Give again only those lines from the start of the entries through the line holding "Localizes the soldier's", leaving them as they are.

━━━━━ EXERCISE DATA ━━━━━

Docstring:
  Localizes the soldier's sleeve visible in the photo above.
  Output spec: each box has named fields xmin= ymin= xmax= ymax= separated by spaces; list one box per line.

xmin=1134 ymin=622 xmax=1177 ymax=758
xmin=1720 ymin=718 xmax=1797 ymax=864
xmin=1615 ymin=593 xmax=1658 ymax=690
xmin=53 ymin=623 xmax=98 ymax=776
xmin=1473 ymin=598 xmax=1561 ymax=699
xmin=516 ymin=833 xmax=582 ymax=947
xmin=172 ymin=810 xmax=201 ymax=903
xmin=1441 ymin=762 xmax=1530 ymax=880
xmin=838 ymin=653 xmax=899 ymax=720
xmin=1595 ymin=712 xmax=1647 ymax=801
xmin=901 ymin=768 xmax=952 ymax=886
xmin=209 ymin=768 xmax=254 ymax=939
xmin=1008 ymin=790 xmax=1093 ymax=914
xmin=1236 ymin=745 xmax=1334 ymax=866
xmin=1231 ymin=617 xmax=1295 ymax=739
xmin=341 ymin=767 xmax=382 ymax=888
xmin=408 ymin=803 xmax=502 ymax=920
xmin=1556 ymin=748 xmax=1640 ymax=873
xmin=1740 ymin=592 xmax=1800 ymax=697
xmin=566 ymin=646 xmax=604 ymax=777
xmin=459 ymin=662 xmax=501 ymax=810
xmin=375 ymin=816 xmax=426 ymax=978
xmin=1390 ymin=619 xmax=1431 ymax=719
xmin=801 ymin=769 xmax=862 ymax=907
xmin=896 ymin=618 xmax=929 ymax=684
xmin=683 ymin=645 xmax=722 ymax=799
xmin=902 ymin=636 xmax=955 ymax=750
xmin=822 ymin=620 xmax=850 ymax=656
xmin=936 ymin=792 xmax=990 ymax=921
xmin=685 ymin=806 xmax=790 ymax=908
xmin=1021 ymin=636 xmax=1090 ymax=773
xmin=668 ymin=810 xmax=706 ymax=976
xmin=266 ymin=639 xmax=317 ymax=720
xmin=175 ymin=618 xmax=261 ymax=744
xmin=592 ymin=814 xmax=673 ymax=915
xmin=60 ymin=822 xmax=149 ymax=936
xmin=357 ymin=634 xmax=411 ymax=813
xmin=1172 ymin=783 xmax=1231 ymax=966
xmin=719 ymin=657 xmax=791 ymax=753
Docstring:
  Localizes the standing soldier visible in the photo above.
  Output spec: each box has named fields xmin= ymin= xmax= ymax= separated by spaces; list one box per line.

━━━━━

*RESPONSE TO THE TASK*:
Docstring:
  Localizes the soldier's sleeve visible in the photo above.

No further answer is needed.